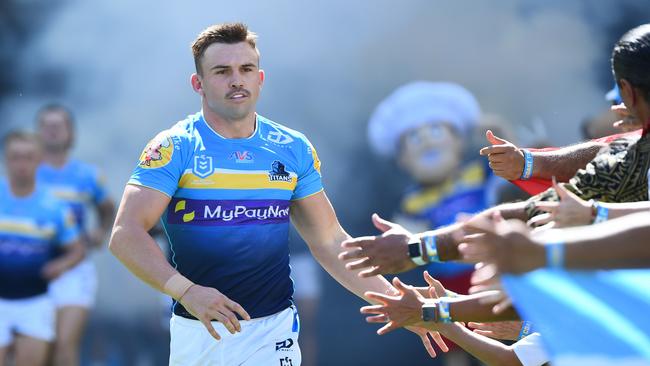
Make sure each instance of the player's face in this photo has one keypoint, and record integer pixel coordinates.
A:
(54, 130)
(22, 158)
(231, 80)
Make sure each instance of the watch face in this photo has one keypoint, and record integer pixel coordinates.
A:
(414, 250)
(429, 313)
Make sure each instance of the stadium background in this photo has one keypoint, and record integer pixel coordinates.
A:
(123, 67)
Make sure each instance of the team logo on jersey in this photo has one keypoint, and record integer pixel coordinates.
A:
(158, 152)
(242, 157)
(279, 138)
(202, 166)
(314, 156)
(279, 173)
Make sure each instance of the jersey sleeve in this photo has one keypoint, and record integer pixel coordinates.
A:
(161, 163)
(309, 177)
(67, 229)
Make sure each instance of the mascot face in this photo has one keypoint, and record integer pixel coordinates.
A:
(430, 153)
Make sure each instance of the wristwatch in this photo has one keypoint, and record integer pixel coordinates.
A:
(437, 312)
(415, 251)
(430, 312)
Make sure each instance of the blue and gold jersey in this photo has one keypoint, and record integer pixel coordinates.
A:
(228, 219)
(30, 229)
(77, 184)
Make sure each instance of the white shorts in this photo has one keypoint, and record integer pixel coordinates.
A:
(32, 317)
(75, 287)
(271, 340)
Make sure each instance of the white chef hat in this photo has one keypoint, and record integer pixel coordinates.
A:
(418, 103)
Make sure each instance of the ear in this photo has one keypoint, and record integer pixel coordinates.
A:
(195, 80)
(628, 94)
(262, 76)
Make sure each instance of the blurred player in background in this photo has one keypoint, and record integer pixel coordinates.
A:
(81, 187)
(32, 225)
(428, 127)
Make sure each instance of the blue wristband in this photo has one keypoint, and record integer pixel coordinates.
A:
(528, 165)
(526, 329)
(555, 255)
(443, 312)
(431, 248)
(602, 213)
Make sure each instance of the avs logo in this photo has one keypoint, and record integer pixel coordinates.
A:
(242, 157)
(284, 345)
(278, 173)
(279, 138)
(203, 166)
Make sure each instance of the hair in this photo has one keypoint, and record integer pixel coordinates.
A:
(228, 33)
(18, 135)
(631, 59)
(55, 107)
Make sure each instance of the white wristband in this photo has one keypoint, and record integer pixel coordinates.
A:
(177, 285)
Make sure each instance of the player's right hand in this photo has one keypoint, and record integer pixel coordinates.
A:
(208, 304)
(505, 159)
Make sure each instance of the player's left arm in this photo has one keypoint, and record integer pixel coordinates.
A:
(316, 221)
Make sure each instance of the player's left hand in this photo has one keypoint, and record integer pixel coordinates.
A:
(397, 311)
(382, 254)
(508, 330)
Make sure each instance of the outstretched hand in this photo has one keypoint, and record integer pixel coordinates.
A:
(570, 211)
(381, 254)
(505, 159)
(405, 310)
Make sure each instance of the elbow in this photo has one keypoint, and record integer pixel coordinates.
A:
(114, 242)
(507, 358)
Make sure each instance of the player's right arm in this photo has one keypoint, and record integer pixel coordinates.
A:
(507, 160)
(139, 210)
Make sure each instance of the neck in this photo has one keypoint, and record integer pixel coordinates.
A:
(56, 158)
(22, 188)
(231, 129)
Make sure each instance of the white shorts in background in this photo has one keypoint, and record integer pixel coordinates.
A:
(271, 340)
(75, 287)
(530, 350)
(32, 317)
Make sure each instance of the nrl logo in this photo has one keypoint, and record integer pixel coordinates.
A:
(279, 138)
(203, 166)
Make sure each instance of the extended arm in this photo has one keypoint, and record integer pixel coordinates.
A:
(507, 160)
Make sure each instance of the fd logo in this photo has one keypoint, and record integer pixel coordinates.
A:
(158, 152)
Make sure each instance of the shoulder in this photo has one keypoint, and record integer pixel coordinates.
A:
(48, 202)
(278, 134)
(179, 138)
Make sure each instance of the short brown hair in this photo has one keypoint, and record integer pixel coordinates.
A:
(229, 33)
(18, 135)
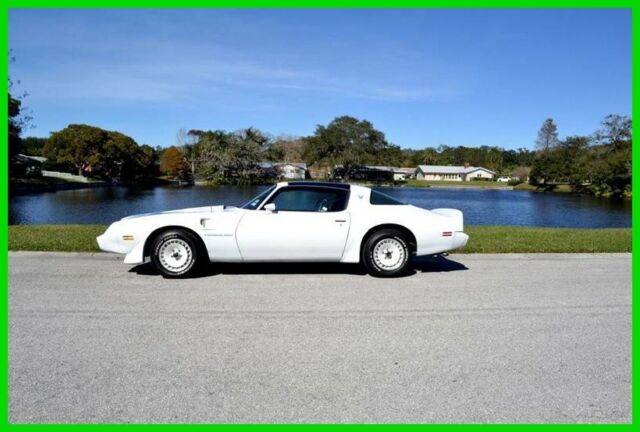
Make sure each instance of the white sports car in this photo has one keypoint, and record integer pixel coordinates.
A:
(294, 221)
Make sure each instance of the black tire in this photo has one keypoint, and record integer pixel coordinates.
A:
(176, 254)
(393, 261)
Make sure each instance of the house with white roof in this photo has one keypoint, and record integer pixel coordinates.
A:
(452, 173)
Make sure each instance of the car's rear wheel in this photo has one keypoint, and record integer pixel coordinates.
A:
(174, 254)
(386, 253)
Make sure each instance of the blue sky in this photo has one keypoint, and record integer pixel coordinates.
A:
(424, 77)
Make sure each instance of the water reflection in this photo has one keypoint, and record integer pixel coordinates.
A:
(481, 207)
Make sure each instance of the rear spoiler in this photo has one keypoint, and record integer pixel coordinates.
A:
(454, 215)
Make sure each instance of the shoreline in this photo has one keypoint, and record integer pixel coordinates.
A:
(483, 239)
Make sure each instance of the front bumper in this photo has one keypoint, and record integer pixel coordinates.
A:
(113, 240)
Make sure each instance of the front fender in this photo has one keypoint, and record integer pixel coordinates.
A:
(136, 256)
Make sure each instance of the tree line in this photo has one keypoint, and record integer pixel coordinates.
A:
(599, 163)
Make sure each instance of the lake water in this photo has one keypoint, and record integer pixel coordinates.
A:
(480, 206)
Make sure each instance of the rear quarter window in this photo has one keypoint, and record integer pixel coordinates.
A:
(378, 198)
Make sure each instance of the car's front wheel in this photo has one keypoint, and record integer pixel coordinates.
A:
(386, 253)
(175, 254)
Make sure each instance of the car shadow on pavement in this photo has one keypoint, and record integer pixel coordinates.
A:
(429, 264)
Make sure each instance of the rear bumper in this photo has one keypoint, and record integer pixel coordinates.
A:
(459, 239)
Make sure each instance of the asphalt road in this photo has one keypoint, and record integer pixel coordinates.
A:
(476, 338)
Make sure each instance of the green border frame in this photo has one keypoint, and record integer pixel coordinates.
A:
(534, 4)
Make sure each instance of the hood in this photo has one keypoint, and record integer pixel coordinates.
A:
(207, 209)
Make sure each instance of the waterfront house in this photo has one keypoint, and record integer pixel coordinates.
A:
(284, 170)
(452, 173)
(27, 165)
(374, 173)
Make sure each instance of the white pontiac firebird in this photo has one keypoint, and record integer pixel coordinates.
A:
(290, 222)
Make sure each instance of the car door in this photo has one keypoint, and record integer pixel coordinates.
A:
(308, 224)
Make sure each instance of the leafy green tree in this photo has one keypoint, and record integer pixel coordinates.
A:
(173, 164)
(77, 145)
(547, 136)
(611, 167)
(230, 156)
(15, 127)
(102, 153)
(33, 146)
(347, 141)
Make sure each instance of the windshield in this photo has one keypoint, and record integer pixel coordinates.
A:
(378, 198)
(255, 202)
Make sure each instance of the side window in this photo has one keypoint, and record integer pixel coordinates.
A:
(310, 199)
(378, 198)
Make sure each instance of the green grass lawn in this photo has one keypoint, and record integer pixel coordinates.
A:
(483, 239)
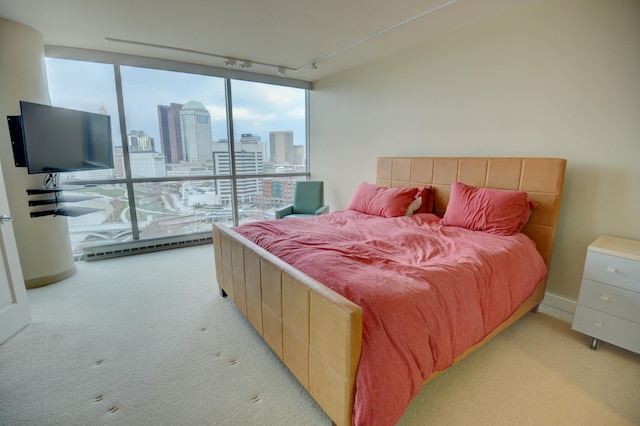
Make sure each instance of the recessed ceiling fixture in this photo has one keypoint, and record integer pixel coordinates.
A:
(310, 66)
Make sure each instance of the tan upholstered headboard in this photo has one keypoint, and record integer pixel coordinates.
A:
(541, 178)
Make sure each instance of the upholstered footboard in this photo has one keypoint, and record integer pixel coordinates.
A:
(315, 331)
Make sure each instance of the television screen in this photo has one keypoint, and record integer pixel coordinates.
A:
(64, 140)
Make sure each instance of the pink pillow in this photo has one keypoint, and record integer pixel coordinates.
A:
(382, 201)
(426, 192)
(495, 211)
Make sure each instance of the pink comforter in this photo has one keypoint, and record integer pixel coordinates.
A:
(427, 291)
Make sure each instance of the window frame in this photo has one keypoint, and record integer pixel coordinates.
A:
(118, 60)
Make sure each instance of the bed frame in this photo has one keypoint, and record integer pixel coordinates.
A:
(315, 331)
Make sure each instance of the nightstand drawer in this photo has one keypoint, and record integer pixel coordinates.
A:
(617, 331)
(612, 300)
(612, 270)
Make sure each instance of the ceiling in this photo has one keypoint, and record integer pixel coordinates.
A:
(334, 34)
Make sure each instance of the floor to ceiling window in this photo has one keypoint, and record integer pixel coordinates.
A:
====================
→ WHAT THIS TASK INVOLVES:
Isolate the lines above that contain the word "right" and copy them.

→ EXERCISE SOLUTION:
Make sure each instance of the player's right hand in this photo has one keypoint, and record integer pixel coordinates.
Make sure each instance of the player's right arm in this photo has one keypoint, and record integer pixel coordinates.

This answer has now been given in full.